— Exercise goal —
Extract every one of the rows below word for word, leaving out the pictures.

(Point annotation data)

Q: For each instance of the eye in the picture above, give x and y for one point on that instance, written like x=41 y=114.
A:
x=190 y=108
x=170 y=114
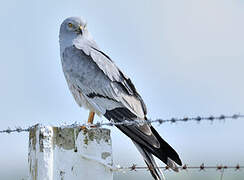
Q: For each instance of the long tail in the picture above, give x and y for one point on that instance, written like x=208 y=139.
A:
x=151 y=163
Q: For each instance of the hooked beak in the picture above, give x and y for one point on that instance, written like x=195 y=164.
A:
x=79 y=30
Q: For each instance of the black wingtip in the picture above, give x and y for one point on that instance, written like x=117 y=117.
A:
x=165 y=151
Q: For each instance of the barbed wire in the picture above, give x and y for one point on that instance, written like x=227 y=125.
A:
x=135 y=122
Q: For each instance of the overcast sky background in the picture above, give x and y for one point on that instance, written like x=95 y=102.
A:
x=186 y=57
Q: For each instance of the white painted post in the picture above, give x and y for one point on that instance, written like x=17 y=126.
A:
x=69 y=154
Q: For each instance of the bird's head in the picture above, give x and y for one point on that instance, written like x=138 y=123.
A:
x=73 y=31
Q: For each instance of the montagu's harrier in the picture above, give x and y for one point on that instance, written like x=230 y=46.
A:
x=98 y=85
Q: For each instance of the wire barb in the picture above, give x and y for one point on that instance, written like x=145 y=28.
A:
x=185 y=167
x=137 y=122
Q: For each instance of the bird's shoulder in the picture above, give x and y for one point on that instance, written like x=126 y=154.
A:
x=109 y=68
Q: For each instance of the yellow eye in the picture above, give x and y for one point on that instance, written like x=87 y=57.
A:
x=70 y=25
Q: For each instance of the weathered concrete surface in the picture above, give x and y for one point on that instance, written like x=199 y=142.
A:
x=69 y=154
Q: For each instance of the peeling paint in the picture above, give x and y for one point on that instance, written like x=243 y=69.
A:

— Final answer —
Q: For each instance of the eye in the picture above, give x and y for one point on that instance, written like x=41 y=114.
A:
x=190 y=108
x=170 y=114
Q: For each instance of the long tail in the picture above, give x and y for one point on that instance, written like x=208 y=139.
A:
x=151 y=163
Q: For each instance of the hooked beak in the picture above, give x and y for one point on that instance, written like x=195 y=164.
A:
x=79 y=30
Q: For each instance of the black wingtip in the picture above, give x and y for one point on that instance, written like x=117 y=117.
A:
x=165 y=151
Q: For each instance of the barbed wire in the picture above, give x and y for one point on that instance, written like x=227 y=125.
A:
x=135 y=122
Q: For each instance of the overcast sky background in the picture above, give x and y for one point on that instance, written like x=95 y=102.
A:
x=186 y=57
Q: For each instance of the white painted post in the picture above, give x and y for one point on that instance, written like x=17 y=126.
A:
x=69 y=154
Q: For each instance of the bird's head in the picture above, give x and y for one point on that instance, written like x=138 y=123.
A:
x=73 y=31
Q: For each instance of the montagu's harrier in the picture above, give x and y for one point on that instance, written like x=230 y=46.
A:
x=98 y=85
Q: For each instance of the wire barb in the picture above, give x and y for one point on that instance, written like x=145 y=28.
A:
x=185 y=167
x=137 y=122
Q: For each instance of the bird's shoulder in the picture above, give x and y for one point on that instance, written like x=126 y=154.
A:
x=109 y=68
Q: For each instance of the yellow eye in the picture above, give x and y for one point on that instance, written like x=87 y=57.
A:
x=70 y=25
Q: For each instance of the weathered concrete surface in the picture above, give x and y for one point on that instance, written like x=199 y=142.
A:
x=69 y=154
Q: For each instance of the peeling paint in the picture above, give x and y for one point on that instance, written like x=243 y=69.
A:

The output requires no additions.